======== DATA FOR THIS EXERCISE ========

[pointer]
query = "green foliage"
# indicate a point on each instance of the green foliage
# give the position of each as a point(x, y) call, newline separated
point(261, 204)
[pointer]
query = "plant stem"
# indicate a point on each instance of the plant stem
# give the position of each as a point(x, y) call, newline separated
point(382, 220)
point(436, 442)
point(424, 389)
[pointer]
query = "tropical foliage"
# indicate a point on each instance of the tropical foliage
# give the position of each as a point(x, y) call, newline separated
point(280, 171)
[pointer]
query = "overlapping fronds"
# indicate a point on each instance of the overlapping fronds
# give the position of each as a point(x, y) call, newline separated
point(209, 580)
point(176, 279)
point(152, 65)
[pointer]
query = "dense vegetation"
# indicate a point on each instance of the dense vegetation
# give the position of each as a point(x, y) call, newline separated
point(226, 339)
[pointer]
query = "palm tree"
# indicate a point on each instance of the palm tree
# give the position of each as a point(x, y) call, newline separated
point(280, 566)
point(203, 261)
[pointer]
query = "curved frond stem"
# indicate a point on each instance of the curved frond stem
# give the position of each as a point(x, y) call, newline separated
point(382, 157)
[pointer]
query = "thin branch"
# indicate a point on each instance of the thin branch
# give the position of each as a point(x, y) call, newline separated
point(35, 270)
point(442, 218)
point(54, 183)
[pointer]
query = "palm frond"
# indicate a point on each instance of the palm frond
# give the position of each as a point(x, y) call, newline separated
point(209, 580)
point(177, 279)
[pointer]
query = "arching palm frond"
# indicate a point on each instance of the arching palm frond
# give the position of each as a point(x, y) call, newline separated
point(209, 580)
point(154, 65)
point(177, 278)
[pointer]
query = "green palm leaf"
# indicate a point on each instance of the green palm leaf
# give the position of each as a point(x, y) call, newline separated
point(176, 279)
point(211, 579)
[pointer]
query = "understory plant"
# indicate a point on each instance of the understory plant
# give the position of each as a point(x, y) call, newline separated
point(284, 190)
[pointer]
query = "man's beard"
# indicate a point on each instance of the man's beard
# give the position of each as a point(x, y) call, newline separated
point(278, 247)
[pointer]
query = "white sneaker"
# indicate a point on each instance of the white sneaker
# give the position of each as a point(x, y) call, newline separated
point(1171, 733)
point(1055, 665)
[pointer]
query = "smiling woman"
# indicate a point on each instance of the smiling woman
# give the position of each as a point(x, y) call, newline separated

========

__WORK INSTRUCTIONS__: Can you rewrite every line from the start of the entries down to the line containing "point(280, 171)", with each point coordinate multiplied by 2.6 and rounded to a whole number, halves up?

__THE SOLUTION__:
[pointer]
query = "green foliage"
# indicate a point on each instance of the green foliage
# give the position of each as a point(x, y) call, newline separated
point(679, 530)
[pointer]
query = "plant stem"
# indicate a point on each instance of the plant stem
# give the position of each as a point(x, y) call, newline separated
point(993, 572)
point(1134, 1149)
point(1102, 1011)
[pointer]
query = "tropical foliage"
# indicate a point on each instance of the tropical foliage
# give the position of each as a point(x, y) call, newline separated
point(728, 445)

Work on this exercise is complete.